GIVEN DATA:
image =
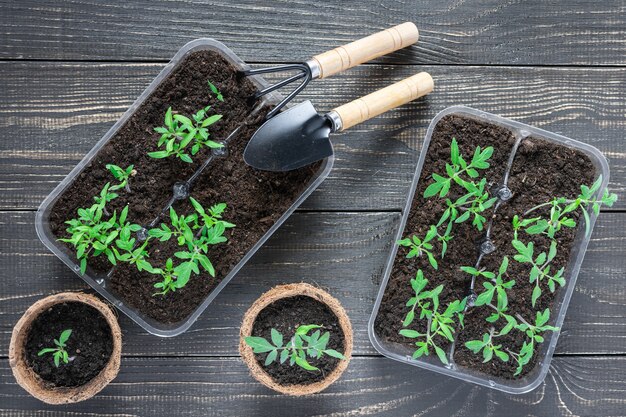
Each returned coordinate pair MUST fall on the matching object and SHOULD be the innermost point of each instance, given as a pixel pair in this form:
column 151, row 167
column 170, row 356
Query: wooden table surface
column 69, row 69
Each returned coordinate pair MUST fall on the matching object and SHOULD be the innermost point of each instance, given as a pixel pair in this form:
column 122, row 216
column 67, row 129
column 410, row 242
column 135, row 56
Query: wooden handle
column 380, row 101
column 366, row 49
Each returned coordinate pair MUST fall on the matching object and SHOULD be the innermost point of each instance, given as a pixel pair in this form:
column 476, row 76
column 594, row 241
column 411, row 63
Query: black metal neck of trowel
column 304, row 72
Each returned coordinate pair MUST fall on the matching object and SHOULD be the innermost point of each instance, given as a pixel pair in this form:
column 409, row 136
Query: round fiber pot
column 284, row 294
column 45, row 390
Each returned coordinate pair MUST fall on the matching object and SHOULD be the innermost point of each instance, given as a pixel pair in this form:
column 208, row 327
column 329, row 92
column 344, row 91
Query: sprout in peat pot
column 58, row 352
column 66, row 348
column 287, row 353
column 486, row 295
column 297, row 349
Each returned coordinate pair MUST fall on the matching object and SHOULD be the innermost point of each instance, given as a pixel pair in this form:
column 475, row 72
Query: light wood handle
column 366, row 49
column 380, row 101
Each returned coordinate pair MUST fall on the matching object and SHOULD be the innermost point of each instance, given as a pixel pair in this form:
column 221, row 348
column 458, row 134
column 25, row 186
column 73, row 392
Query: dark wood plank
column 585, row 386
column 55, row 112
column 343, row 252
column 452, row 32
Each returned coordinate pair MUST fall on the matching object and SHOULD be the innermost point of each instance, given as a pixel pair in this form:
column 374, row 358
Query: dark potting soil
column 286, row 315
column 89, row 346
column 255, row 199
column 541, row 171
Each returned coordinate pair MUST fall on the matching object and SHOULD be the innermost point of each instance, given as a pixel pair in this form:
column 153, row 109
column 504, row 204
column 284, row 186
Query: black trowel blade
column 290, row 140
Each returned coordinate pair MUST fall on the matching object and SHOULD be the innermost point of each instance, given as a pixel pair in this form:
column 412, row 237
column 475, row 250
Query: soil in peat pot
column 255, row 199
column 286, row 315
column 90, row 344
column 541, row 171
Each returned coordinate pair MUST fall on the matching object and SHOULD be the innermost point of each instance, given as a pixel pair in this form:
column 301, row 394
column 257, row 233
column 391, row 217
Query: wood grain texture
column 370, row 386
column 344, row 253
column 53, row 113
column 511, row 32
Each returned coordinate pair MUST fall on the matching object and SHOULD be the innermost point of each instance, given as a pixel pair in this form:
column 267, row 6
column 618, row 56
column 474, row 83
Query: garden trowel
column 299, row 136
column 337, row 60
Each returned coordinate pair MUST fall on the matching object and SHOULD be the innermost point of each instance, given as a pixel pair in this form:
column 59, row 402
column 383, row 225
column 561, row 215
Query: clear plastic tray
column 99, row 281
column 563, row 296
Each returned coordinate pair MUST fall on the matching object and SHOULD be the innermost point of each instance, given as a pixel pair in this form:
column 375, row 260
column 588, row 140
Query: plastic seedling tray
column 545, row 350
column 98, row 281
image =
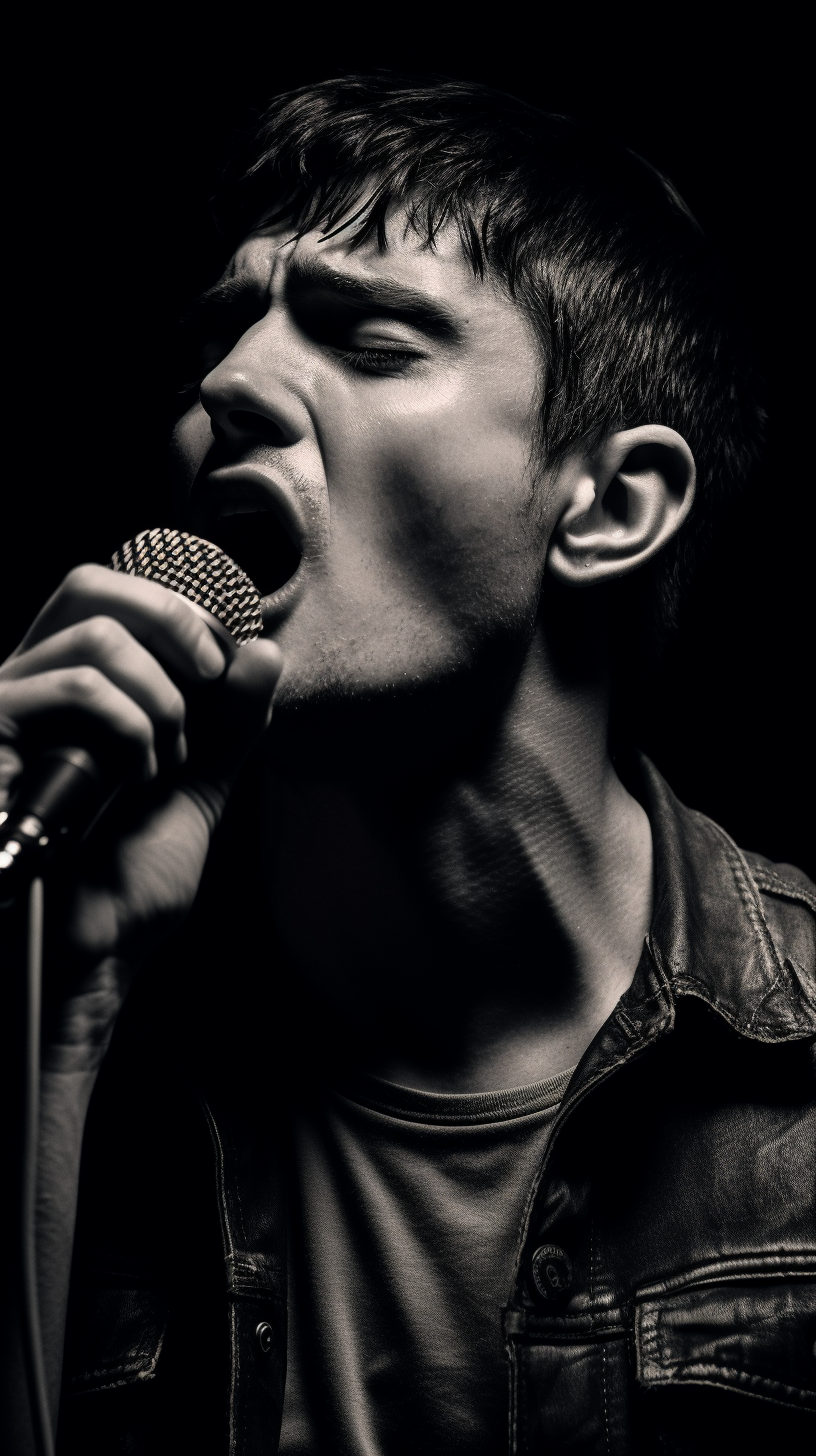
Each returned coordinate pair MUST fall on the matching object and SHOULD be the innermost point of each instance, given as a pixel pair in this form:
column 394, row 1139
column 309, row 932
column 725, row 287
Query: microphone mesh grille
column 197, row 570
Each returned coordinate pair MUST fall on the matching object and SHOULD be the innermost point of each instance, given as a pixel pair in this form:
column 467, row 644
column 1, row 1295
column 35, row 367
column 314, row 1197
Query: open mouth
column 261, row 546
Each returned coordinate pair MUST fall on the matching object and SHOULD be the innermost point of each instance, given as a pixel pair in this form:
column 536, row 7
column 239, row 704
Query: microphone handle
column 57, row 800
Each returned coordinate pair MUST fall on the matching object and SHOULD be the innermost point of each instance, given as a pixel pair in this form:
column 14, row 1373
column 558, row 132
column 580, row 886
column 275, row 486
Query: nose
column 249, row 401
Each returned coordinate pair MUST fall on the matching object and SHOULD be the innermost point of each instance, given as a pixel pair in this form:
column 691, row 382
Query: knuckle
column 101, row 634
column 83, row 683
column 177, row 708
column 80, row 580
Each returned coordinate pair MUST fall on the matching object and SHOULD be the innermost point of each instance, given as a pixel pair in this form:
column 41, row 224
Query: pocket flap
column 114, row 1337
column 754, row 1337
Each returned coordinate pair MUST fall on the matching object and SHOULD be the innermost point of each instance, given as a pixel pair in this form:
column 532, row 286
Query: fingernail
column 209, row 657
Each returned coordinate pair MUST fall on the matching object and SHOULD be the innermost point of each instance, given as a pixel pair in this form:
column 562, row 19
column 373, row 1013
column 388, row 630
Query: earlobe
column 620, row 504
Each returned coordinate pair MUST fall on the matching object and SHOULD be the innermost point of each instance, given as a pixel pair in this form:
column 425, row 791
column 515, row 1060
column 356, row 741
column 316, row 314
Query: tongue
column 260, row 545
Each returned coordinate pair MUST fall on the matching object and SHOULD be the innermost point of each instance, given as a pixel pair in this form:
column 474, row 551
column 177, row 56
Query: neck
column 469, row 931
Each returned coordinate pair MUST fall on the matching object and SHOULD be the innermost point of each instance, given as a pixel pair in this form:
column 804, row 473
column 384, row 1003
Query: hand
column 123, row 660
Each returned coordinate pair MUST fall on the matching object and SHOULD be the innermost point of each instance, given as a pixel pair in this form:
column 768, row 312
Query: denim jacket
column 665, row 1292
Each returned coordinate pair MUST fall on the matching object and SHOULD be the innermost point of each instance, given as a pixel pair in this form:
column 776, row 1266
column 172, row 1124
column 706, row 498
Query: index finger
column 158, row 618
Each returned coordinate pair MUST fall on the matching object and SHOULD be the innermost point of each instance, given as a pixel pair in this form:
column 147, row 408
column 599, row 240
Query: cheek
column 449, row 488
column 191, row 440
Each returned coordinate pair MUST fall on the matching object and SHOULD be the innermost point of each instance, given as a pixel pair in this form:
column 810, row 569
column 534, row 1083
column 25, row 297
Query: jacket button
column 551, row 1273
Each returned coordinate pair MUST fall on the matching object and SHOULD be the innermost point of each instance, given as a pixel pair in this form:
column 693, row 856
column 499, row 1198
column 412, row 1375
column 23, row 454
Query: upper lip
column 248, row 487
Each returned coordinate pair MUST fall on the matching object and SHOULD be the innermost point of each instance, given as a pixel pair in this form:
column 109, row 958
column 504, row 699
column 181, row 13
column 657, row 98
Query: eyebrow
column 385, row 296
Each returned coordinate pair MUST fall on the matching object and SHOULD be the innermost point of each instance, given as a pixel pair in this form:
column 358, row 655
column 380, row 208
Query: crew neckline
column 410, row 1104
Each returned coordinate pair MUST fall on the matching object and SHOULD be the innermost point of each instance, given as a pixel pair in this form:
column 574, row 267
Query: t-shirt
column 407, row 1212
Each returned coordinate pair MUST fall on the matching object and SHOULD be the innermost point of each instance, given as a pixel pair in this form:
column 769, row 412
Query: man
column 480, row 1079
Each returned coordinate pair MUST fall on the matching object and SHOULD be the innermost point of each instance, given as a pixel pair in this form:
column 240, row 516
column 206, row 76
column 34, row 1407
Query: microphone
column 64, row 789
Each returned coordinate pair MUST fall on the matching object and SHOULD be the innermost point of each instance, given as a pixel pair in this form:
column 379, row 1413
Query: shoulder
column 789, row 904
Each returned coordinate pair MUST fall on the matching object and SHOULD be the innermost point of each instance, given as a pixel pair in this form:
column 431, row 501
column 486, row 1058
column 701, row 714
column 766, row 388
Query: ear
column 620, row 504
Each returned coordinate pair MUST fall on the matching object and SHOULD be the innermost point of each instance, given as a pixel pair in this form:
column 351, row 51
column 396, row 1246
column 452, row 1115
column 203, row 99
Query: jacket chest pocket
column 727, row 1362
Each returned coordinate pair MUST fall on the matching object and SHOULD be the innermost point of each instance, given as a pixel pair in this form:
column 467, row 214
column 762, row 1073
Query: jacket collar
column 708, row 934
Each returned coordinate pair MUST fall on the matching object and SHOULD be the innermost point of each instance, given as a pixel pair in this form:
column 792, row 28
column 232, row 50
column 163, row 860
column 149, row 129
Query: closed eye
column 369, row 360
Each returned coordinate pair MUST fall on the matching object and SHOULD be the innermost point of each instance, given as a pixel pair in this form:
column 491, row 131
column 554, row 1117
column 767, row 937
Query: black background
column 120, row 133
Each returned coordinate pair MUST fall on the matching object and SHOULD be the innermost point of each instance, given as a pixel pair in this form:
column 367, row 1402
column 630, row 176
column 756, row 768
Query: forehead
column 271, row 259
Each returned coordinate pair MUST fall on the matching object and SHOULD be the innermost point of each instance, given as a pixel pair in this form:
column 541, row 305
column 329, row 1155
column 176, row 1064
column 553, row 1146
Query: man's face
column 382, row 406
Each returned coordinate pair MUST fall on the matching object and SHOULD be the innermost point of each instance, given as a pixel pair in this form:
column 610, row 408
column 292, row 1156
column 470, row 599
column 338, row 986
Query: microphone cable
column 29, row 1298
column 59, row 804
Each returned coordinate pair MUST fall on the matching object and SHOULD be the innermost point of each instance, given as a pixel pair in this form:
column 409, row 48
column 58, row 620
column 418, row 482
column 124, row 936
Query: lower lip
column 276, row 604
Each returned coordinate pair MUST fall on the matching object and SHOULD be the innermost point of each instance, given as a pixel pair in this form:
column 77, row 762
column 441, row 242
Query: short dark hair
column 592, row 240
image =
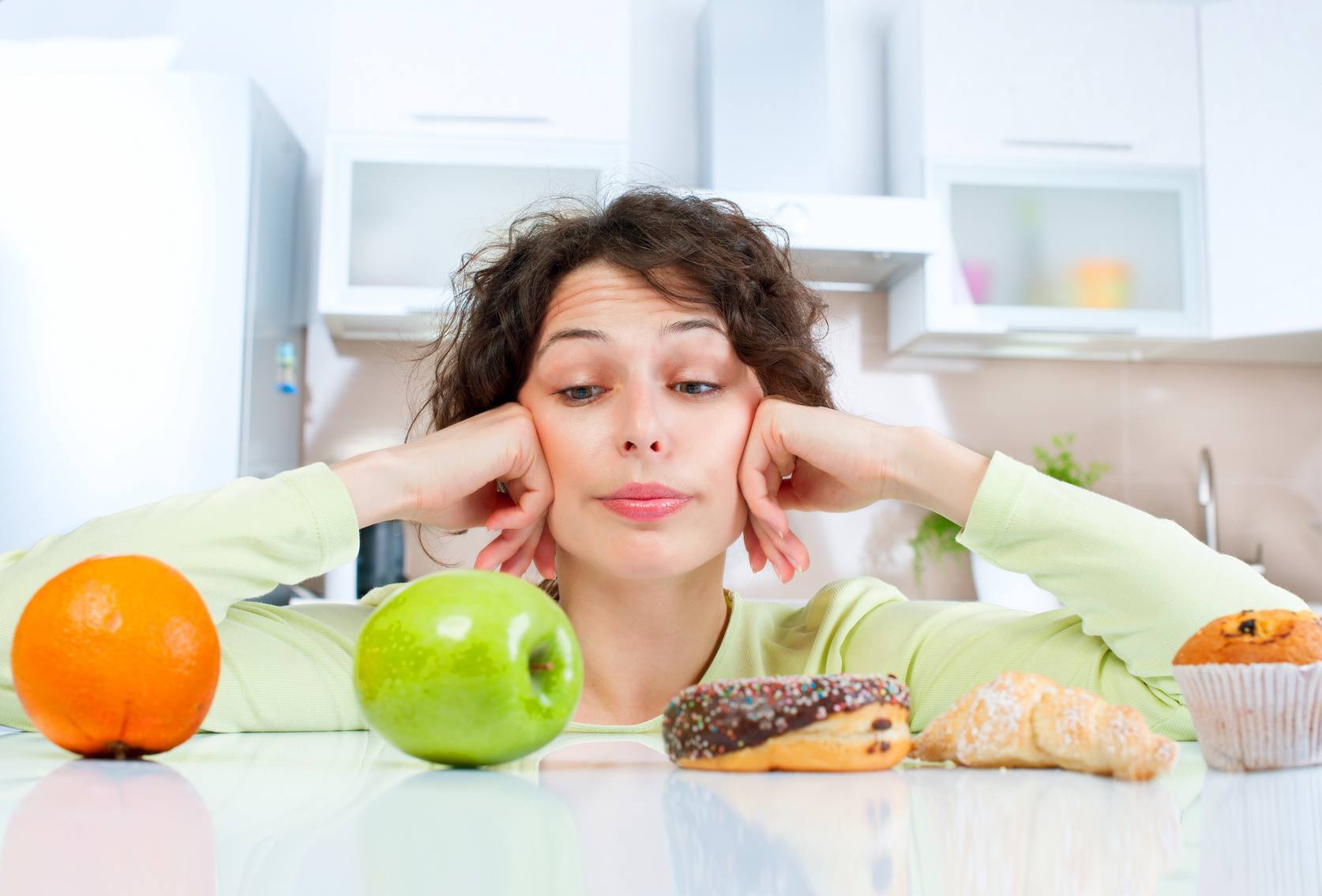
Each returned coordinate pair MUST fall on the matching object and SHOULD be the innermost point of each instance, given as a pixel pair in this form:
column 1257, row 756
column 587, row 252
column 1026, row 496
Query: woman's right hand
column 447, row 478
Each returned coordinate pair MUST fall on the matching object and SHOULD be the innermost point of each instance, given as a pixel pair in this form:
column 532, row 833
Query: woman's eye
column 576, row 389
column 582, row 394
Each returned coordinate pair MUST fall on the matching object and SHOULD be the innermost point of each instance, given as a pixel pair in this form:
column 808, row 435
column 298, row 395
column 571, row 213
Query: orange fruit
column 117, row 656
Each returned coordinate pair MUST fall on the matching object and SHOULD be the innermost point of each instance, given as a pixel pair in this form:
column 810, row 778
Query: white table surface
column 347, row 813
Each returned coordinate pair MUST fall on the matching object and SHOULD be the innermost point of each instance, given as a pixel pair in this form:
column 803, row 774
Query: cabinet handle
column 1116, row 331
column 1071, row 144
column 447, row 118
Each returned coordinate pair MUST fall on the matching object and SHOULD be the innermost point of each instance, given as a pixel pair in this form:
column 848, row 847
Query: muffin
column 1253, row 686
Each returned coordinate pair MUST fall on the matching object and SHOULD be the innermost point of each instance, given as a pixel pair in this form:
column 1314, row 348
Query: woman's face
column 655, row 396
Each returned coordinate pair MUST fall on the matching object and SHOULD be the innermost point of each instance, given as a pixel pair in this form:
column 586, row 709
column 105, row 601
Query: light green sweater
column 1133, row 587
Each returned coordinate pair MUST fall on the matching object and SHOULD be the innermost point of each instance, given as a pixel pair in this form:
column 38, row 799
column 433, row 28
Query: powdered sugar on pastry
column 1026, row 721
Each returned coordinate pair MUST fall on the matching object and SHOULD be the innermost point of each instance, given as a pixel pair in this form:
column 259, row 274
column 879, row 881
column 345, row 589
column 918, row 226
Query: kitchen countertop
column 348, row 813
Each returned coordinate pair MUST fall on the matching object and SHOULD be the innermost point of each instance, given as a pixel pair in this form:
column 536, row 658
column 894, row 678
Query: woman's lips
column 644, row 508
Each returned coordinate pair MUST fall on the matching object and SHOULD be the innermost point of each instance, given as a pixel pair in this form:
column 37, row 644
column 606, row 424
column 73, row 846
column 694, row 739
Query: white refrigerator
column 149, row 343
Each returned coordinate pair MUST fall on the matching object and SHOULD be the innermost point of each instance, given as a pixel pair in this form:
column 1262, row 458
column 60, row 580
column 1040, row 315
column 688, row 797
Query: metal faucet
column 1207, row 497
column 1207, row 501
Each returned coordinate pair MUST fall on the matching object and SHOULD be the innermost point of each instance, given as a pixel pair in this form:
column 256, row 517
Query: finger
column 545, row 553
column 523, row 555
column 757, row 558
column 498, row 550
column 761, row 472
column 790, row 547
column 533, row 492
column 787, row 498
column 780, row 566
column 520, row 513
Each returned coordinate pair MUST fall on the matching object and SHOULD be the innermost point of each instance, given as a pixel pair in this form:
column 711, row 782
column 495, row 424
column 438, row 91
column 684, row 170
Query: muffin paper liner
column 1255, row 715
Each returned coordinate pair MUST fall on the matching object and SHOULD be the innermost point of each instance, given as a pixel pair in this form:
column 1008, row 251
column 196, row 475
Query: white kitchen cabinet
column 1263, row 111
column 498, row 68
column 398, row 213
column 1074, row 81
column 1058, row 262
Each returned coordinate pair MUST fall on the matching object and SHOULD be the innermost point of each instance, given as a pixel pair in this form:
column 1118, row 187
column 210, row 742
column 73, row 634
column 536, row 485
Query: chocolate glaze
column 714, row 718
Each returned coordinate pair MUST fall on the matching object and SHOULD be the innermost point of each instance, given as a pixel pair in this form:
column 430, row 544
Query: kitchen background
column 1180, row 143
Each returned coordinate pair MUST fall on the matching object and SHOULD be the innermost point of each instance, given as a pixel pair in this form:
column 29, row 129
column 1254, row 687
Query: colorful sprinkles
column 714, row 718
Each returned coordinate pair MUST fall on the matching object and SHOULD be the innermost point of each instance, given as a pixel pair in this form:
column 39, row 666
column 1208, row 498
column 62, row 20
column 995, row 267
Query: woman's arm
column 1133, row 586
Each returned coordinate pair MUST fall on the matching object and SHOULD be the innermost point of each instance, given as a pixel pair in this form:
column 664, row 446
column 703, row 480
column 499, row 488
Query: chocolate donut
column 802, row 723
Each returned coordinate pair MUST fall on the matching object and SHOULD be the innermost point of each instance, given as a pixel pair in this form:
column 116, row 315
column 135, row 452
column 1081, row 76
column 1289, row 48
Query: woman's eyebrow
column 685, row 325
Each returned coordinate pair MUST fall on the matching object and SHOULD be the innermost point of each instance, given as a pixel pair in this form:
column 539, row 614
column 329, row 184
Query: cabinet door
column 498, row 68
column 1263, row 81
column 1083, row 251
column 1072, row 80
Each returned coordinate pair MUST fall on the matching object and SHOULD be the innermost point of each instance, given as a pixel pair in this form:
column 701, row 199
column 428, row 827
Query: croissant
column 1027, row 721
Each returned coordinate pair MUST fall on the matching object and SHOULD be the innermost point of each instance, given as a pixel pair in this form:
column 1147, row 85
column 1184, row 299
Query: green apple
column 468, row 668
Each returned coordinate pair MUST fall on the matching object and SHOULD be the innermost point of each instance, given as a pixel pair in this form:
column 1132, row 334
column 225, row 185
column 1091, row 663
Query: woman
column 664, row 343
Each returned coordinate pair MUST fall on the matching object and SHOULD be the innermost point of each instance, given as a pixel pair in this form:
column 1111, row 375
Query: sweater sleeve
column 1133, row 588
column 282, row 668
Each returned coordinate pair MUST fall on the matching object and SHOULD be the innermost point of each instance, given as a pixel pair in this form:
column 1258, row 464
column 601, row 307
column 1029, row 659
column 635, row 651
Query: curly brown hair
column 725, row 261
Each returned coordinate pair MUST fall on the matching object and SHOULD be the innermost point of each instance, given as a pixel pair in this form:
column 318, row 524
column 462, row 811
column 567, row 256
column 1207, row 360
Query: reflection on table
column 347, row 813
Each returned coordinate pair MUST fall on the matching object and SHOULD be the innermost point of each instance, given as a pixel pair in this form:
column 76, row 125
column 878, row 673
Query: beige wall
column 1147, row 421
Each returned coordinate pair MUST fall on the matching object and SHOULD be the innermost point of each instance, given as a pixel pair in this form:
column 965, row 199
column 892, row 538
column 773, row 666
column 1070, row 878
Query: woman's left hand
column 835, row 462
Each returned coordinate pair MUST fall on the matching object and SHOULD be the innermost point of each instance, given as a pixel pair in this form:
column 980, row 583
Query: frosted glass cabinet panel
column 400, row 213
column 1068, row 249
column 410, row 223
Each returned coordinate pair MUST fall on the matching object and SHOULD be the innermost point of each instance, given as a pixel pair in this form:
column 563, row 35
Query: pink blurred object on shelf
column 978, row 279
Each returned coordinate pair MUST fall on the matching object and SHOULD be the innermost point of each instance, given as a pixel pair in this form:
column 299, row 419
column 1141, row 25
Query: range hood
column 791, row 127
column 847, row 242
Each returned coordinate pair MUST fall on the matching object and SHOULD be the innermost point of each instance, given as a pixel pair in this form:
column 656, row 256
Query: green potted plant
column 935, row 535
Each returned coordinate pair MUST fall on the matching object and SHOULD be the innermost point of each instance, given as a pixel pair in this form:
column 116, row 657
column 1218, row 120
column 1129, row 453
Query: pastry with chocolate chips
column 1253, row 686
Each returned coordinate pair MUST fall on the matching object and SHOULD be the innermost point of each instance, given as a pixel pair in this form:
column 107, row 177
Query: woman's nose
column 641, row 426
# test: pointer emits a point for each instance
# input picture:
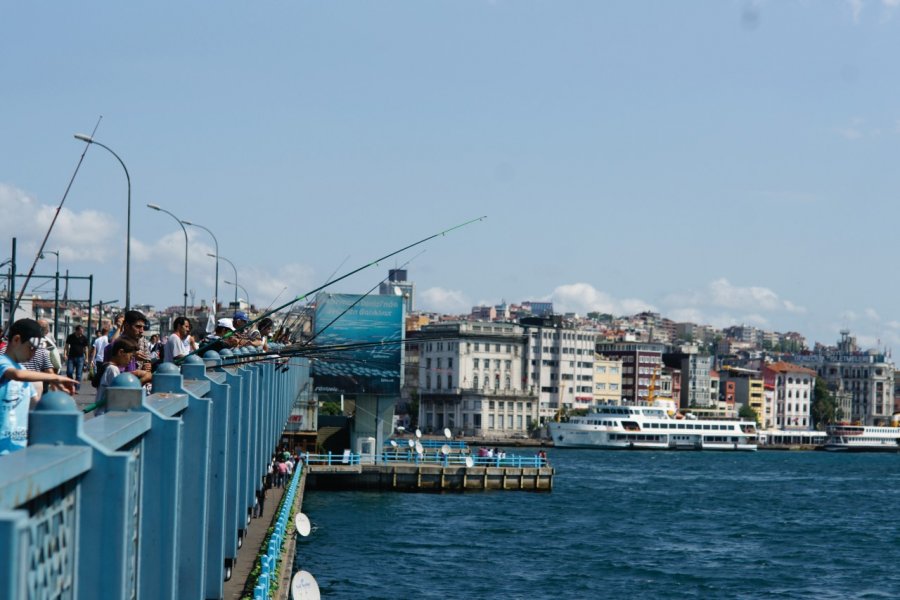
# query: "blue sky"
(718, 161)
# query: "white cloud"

EXERCISE DETAILS: Copy the lines of the data above exactly as written, beginning with the line containing "column 318, row 524" and ending with the line containing "column 563, row 35", and leave out all other lines.

WRITTEN RESPONSE:
column 318, row 524
column 462, row 811
column 567, row 256
column 1207, row 360
Query: reflection on table
column 347, row 813
Each returned coordinate pair MUST fall on the matching object and SHOULD be the innermost point of each instance, given as a pixel pair in this form:
column 76, row 125
column 878, row 673
Query: beige wall
column 1147, row 421
Each returned coordinate pair MUST fall on the matching object and SHOULD be the innermost point of each instance, given as a pixel pair in this form:
column 965, row 199
column 892, row 538
column 773, row 666
column 1070, row 878
Query: woman's left hand
column 835, row 462
Each returned coordinate pair MUST fall on the matching object and SHOULD be the innermost point of each instance, given as a pixel pair in this form:
column 980, row 583
Query: frosted glass cabinet panel
column 400, row 213
column 1068, row 249
column 410, row 223
Each returned coordinate pair MUST fall on the matching object and SHOULD be the innermost point of each instance, given as a pixel pair in this form:
column 563, row 35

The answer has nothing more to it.